• _INSTRUCTION_
Arrange all of the records below as a Markdown table with the columns Row and Line. Number the rows in sequence and omit any blank lines.

• _LISTED ENTRIES_
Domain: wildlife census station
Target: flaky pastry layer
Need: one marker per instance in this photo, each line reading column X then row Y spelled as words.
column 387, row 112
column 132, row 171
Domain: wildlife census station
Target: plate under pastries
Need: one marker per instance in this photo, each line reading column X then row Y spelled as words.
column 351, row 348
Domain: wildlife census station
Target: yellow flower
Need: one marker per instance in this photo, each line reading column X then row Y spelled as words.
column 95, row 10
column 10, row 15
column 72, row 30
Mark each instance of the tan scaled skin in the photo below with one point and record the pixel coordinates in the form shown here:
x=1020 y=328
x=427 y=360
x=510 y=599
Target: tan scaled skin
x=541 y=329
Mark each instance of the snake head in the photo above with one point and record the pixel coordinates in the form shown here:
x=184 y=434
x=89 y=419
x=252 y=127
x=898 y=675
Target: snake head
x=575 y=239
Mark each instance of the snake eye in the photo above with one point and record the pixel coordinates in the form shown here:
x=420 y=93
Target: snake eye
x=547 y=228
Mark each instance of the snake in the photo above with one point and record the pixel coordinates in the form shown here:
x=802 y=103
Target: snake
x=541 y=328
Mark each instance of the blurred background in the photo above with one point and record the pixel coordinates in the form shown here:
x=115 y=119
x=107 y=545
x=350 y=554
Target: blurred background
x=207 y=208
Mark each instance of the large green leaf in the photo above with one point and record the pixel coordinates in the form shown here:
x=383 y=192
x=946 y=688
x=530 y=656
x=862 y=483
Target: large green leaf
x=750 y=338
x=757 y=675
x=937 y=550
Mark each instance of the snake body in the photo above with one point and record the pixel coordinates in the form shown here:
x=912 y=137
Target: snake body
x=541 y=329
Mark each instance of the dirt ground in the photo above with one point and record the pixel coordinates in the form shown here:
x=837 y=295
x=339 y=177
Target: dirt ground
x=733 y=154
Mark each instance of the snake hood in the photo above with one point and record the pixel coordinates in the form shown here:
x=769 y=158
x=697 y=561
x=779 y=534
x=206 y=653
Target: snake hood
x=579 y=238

• _ANSWER BELOW_
| Row | Line |
|---|---|
| 1 | Domain: wildlife census station |
| 2 | Target: flaky pastry layer |
| 3 | Need: one marker per instance in this photo, each line reading column X then row Y spelled as words. |
| 4 | column 387, row 112 |
| 5 | column 132, row 171 |
| 6 | Domain: wildlife census station |
| 7 | Target: plate under pastries |
| 8 | Need: one marker per instance in this photo, each line reading column X then row Y spelled as words. |
| 9 | column 351, row 348 |
| 10 | Domain: wildlife census station |
| 11 | Target: yellow flower |
| 12 | Need: one marker per instance in this photo, each line reading column X then row Y spelled as words. |
| 13 | column 95, row 10 |
| 14 | column 10, row 15 |
| 15 | column 72, row 30 |
| 16 | Mark each instance of the tan scaled skin in the photo below with one point and record the pixel coordinates in the form shown here: |
| 17 | x=1020 y=328 |
| 18 | x=427 y=360 |
| 19 | x=510 y=599 |
| 20 | Target: tan scaled skin |
| 21 | x=541 y=329 |
| 22 | Mark each instance of the snake head in the photo above with one point and record the pixel coordinates in the form shown here: |
| 23 | x=184 y=434 |
| 24 | x=89 y=419 |
| 25 | x=252 y=127 |
| 26 | x=898 y=675 |
| 27 | Target: snake head |
| 28 | x=575 y=239 |
| 29 | Mark each instance of the snake eye in the photo above with one point and record the pixel coordinates in the form shown here: |
| 30 | x=420 y=93 |
| 31 | Target: snake eye |
| 32 | x=547 y=228 |
| 33 | Mark each instance of the snake in the photo above with one point and record the pixel coordinates in the form shown here: |
| 34 | x=802 y=103 |
| 35 | Target: snake |
| 36 | x=541 y=328 |
| 37 | Mark each instance of the blurred background in the photo above with one point and record the pixel coordinates in the form shown here: |
| 38 | x=115 y=119 |
| 39 | x=107 y=545 |
| 40 | x=350 y=554 |
| 41 | Target: blurred background |
| 42 | x=207 y=208 |
| 43 | Mark each instance of the large green leaf in the photo above with one point and record the pixel coordinates in the form shown here: |
| 44 | x=383 y=192 |
| 45 | x=946 y=688 |
| 46 | x=530 y=656 |
| 47 | x=862 y=483 |
| 48 | Target: large green leaf |
| 49 | x=750 y=338 |
| 50 | x=757 y=675 |
| 51 | x=937 y=550 |
| 52 | Mark each instance of the snake body in the photo above with one point and record the pixel coordinates in the form shown here: |
| 53 | x=912 y=137 |
| 54 | Target: snake body |
| 55 | x=541 y=329 |
| 56 | Mark each instance of the dirt ground in the photo above with one point and record the pixel coordinates in the form shown here: |
| 57 | x=837 y=295 |
| 58 | x=339 y=177 |
| 59 | Target: dirt ground |
| 60 | x=733 y=154 |
| 61 | Mark each instance of the snake hood in the photo above with one point and record the pixel coordinates in the form shown here: |
| 62 | x=769 y=158 |
| 63 | x=697 y=561 |
| 64 | x=779 y=534 |
| 65 | x=206 y=653 |
| 66 | Target: snake hood |
| 67 | x=579 y=238 |